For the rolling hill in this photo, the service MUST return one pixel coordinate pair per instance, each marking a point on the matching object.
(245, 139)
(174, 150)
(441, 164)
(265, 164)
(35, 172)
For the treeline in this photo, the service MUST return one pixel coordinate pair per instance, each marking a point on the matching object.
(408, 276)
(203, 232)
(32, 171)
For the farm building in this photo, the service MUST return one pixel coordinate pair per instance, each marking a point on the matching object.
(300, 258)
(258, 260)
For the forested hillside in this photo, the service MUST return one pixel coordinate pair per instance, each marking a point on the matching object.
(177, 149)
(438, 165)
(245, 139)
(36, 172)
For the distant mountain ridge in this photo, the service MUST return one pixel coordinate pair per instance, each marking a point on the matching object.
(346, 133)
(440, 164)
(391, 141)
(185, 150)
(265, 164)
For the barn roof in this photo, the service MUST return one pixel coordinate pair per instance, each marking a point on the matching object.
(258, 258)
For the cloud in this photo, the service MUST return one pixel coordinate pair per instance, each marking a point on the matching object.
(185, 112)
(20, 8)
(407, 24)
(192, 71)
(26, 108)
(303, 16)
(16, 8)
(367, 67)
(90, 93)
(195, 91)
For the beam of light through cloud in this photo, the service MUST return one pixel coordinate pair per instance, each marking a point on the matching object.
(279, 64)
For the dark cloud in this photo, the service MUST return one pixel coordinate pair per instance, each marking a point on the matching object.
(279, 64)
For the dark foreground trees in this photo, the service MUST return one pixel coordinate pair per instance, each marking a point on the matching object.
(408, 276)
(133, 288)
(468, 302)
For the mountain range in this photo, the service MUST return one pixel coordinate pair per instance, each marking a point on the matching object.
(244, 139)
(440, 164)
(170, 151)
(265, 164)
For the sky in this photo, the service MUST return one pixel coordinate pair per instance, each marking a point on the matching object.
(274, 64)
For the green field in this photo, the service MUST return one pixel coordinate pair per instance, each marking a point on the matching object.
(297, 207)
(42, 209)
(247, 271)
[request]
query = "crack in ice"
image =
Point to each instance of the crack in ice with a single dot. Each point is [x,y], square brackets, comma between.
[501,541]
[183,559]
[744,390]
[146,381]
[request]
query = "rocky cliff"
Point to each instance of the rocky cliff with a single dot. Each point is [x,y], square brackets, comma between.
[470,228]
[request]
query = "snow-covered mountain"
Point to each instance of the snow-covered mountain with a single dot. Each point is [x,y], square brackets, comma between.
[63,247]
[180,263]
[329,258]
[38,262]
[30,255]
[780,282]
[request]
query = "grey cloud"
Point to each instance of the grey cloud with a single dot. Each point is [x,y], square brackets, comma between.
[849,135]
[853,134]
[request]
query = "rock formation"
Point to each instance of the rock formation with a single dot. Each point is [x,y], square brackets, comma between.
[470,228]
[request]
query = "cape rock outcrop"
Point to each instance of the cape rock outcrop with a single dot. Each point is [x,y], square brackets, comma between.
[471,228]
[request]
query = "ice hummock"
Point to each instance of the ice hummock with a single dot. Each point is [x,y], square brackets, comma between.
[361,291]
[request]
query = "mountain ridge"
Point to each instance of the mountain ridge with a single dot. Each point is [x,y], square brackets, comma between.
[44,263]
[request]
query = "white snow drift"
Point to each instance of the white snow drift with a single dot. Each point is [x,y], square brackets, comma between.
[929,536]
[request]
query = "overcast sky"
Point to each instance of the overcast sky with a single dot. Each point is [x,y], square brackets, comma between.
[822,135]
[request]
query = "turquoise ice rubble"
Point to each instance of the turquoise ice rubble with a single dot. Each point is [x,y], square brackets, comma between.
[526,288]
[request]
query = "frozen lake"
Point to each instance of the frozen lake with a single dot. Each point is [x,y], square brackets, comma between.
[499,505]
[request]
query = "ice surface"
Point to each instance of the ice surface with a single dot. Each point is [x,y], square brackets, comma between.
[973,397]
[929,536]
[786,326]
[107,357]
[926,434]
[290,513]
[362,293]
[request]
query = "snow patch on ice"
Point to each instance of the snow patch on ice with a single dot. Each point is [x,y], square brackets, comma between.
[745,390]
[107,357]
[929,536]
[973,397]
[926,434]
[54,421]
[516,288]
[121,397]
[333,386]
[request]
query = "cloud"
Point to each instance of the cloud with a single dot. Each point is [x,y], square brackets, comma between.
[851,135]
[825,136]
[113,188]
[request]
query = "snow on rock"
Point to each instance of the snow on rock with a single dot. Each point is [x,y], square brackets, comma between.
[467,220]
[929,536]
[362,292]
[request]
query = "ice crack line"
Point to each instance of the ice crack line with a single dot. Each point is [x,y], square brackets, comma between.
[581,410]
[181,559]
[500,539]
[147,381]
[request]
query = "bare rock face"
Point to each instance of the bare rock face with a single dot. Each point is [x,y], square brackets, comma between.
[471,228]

==

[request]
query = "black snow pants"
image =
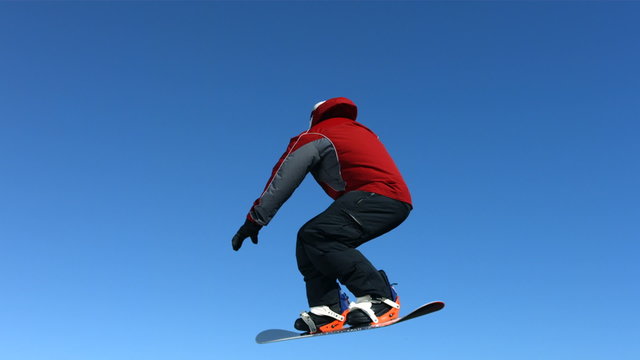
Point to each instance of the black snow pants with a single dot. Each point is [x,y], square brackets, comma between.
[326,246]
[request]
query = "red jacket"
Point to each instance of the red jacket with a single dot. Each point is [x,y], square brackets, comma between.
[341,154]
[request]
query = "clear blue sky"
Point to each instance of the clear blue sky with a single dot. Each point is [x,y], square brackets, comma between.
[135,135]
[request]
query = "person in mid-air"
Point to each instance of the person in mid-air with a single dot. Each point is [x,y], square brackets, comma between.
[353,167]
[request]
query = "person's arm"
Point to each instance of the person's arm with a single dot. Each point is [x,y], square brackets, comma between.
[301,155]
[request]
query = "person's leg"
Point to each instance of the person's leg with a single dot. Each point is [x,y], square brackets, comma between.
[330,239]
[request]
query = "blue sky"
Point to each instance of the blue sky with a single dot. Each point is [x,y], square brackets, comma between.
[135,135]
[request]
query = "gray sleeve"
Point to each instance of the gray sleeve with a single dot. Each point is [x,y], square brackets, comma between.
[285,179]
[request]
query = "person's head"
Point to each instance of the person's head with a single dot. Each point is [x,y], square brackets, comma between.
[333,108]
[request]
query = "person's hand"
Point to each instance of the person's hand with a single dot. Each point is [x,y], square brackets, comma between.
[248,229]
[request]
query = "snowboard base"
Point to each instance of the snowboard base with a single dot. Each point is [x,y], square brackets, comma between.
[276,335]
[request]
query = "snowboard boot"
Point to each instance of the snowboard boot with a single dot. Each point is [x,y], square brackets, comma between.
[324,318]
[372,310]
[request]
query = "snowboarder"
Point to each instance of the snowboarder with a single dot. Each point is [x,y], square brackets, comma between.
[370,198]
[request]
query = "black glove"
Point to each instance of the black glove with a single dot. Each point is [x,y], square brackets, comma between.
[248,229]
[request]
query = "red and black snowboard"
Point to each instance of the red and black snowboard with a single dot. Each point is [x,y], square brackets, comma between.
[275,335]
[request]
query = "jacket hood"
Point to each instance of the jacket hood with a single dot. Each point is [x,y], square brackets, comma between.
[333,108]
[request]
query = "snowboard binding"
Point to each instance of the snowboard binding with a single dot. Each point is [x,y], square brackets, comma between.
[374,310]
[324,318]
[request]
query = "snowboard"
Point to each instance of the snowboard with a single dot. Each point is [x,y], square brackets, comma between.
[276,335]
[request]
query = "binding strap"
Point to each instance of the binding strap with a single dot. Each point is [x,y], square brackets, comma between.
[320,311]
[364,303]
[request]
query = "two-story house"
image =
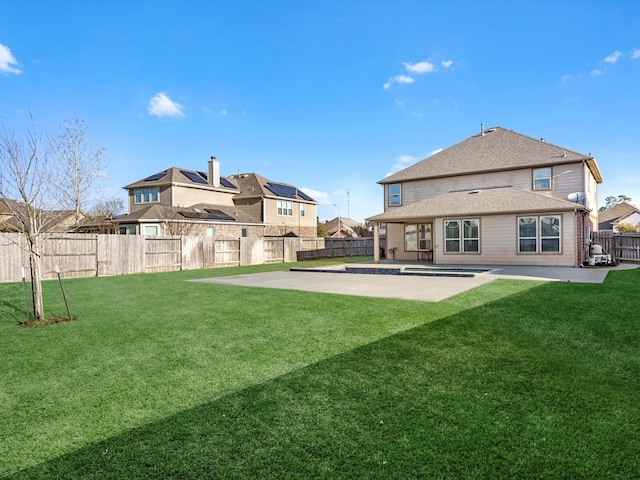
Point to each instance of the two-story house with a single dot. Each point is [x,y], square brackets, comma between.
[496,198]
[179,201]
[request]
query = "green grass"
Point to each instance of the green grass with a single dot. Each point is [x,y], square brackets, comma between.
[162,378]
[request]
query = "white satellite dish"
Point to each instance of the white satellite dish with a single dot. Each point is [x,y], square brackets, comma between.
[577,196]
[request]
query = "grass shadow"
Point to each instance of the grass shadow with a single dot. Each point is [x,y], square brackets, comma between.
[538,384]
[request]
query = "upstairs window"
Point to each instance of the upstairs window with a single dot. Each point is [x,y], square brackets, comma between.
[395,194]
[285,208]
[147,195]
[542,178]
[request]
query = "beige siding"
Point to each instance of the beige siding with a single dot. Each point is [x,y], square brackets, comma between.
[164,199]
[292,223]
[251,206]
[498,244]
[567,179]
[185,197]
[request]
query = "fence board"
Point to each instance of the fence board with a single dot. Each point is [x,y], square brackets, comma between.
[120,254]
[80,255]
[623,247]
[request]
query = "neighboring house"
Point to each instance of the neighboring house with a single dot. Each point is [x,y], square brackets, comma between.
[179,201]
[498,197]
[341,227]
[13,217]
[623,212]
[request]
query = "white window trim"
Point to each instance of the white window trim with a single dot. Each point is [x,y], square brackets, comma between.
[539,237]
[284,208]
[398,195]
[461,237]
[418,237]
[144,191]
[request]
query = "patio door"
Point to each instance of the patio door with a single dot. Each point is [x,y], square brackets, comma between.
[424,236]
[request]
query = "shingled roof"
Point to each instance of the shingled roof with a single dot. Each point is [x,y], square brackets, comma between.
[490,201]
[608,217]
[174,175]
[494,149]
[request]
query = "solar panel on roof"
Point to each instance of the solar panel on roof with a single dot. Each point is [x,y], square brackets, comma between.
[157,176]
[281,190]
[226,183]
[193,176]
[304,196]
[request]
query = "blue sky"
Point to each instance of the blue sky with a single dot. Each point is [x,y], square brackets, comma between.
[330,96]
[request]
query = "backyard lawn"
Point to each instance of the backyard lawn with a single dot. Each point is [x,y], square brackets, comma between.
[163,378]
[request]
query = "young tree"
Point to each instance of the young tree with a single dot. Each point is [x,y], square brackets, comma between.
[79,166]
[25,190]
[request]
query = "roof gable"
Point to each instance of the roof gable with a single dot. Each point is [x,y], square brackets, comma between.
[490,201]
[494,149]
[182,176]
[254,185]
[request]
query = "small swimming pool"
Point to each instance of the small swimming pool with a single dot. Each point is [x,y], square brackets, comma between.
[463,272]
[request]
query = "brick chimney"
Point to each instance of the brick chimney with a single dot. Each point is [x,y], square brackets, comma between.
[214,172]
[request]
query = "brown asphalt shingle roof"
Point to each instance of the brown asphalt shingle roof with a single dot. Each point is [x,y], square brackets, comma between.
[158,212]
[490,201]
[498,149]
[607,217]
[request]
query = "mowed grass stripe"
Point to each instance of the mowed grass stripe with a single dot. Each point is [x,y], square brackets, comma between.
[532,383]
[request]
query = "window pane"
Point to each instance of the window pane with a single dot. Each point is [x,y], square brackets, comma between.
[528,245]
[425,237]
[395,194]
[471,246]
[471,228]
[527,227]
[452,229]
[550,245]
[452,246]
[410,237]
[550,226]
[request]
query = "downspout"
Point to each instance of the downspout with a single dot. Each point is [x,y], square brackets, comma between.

**WHAT THE EXERCISE ASKS:** In the material above, each line with the word "downspout" should be copied.

**RESPONSE TO THIS EXERCISE:**
query = "downspout"
Point to each instance of the downspout with a single dot. Each point is [x,y], square brackets, comma between.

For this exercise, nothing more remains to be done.